— start AVAILABLE DATA —

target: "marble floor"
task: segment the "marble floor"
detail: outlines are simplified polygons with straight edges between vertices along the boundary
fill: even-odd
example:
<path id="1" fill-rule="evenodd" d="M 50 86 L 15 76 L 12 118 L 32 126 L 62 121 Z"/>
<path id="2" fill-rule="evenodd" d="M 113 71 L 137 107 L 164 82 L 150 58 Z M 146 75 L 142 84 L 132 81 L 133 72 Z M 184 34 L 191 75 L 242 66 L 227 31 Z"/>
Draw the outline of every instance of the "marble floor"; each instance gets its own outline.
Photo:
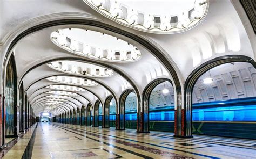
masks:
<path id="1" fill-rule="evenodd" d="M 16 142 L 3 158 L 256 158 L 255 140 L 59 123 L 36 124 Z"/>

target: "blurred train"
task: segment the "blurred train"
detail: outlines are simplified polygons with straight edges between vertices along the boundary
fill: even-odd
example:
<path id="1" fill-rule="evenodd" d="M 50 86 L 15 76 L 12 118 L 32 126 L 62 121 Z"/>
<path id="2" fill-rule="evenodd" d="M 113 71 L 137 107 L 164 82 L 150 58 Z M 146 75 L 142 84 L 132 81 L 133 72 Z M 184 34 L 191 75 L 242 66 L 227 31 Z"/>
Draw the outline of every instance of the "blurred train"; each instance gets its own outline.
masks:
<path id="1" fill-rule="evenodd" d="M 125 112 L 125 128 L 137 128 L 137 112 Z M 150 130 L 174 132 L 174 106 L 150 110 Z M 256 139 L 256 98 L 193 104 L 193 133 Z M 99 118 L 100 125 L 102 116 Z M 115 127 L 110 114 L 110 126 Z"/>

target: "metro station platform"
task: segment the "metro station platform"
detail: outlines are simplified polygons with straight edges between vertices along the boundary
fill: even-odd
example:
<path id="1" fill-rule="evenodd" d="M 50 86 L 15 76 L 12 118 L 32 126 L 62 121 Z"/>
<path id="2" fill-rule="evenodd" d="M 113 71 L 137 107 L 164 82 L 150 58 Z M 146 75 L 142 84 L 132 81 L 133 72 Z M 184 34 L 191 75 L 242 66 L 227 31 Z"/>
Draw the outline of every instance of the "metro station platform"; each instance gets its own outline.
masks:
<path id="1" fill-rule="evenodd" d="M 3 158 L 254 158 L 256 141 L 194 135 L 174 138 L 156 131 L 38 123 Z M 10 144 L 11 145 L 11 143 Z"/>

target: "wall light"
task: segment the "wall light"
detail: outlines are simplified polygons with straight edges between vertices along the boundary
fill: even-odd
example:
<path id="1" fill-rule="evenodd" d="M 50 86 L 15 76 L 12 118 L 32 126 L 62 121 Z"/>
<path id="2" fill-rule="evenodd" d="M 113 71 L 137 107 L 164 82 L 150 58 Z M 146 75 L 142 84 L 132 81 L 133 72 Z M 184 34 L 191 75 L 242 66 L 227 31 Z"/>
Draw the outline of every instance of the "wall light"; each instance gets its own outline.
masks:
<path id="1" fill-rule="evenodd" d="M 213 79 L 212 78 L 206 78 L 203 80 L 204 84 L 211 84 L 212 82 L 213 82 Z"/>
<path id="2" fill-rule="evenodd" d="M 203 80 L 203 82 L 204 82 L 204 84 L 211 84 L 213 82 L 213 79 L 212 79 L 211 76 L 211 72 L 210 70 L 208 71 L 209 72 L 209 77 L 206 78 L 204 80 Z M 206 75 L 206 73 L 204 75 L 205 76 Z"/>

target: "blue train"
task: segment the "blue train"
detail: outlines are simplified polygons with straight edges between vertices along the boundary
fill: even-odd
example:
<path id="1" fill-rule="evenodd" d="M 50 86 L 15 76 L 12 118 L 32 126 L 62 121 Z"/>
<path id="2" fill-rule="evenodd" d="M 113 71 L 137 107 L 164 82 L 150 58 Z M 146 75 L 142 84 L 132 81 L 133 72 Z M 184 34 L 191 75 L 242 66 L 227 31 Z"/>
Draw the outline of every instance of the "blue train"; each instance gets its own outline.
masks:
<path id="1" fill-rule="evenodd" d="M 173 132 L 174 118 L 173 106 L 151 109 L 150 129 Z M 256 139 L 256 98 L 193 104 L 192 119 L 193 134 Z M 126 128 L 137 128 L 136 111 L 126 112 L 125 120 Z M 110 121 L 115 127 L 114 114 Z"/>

— end AVAILABLE DATA —

WHAT IS NEEDED - Please print the listing above again, line for line and unchanged, but leave out any picture.

RESPONSE TO THE EXERCISE -
target: "marble floor"
task: segment the "marble floor"
detail: outlines are simplified polygons with straight edges between vertices along the boundary
fill: even-odd
example:
<path id="1" fill-rule="evenodd" d="M 50 86 L 15 76 L 12 118 L 32 126 L 62 121 Z"/>
<path id="2" fill-rule="evenodd" d="M 113 71 L 137 107 L 164 82 L 150 58 Z M 146 75 L 142 84 L 132 81 L 133 72 Z M 184 34 L 191 75 L 242 66 L 227 31 Z"/>
Draw the outline of every instance of the "marble floor"; each instance gets its own outline.
Photo:
masks:
<path id="1" fill-rule="evenodd" d="M 16 142 L 3 158 L 256 158 L 255 140 L 59 123 L 36 124 Z"/>

target: "blurred train"
task: segment the "blurred train"
detail: outlines are simplified polygons with straight edges between vertices along the boundary
fill: even-odd
example:
<path id="1" fill-rule="evenodd" d="M 50 86 L 15 76 L 12 118 L 32 126 L 62 121 Z"/>
<path id="2" fill-rule="evenodd" d="M 113 71 L 137 107 L 164 82 L 150 58 Z M 146 75 L 142 84 L 132 81 L 133 72 Z M 184 34 L 191 75 L 242 66 L 227 31 Z"/>
Draw the outline of every instance of the "blurred train"; each instance gets its own outline.
masks:
<path id="1" fill-rule="evenodd" d="M 125 112 L 125 128 L 137 128 L 137 112 Z M 150 130 L 174 132 L 174 106 L 150 110 Z M 256 139 L 256 98 L 193 104 L 193 133 Z M 99 118 L 100 125 L 102 116 Z M 115 127 L 110 114 L 110 126 Z"/>

target: "metro station platform"
task: segment the "metro station platform"
detail: outlines are simplified polygons with straight edges between vertices along the boundary
fill: even-odd
example:
<path id="1" fill-rule="evenodd" d="M 50 86 L 15 76 L 12 118 L 32 126 L 62 121 Z"/>
<path id="2" fill-rule="evenodd" d="M 113 71 L 137 107 L 164 82 L 150 58 Z M 146 75 L 142 84 L 132 81 L 133 72 Z M 184 34 L 191 75 L 242 66 L 227 31 Z"/>
Draw the outline of every instance of the "metro station platform"; each instance gets its own outline.
masks:
<path id="1" fill-rule="evenodd" d="M 3 158 L 254 158 L 256 141 L 194 135 L 174 138 L 156 131 L 38 123 Z M 10 144 L 11 145 L 11 143 Z"/>

target: "wall light"
task: segment the "wall light"
detail: outlines are simplified polygons with straight edges between vertices along the boundary
fill: even-odd
example:
<path id="1" fill-rule="evenodd" d="M 50 86 L 15 76 L 12 118 L 32 126 L 62 121 Z"/>
<path id="2" fill-rule="evenodd" d="M 113 71 L 137 107 L 164 82 L 150 58 Z M 146 75 L 142 84 L 132 81 L 133 72 Z M 184 34 L 191 75 L 242 66 L 227 31 Z"/>
Draw the outline of every instance of the "wall light"; each instance gets its own outline.
masks:
<path id="1" fill-rule="evenodd" d="M 213 79 L 212 78 L 206 78 L 203 80 L 204 84 L 211 84 L 212 82 L 213 82 Z"/>
<path id="2" fill-rule="evenodd" d="M 203 80 L 203 82 L 204 82 L 204 84 L 211 84 L 213 82 L 213 79 L 212 79 L 211 76 L 211 72 L 210 70 L 208 71 L 209 72 L 209 77 L 206 78 L 204 80 Z M 206 75 L 206 73 L 204 75 L 205 76 Z"/>

target: "blue train"
task: segment the "blue train"
detail: outlines are simplified polygons with straight edges between vertices along the boundary
fill: even-odd
example:
<path id="1" fill-rule="evenodd" d="M 50 86 L 15 76 L 12 118 L 32 126 L 62 121 Z"/>
<path id="2" fill-rule="evenodd" d="M 113 71 L 137 107 L 164 82 L 150 58 Z M 146 75 L 142 84 L 132 81 L 133 72 Z M 184 34 L 191 75 L 242 66 L 227 31 Z"/>
Draw the outline of every instance of the "blue train"; each instance gets its own outline.
masks:
<path id="1" fill-rule="evenodd" d="M 173 132 L 174 118 L 173 106 L 151 109 L 150 129 Z M 256 139 L 256 98 L 193 104 L 192 119 L 193 134 Z M 126 128 L 137 128 L 136 111 L 126 112 L 125 120 Z M 110 121 L 115 127 L 114 114 Z"/>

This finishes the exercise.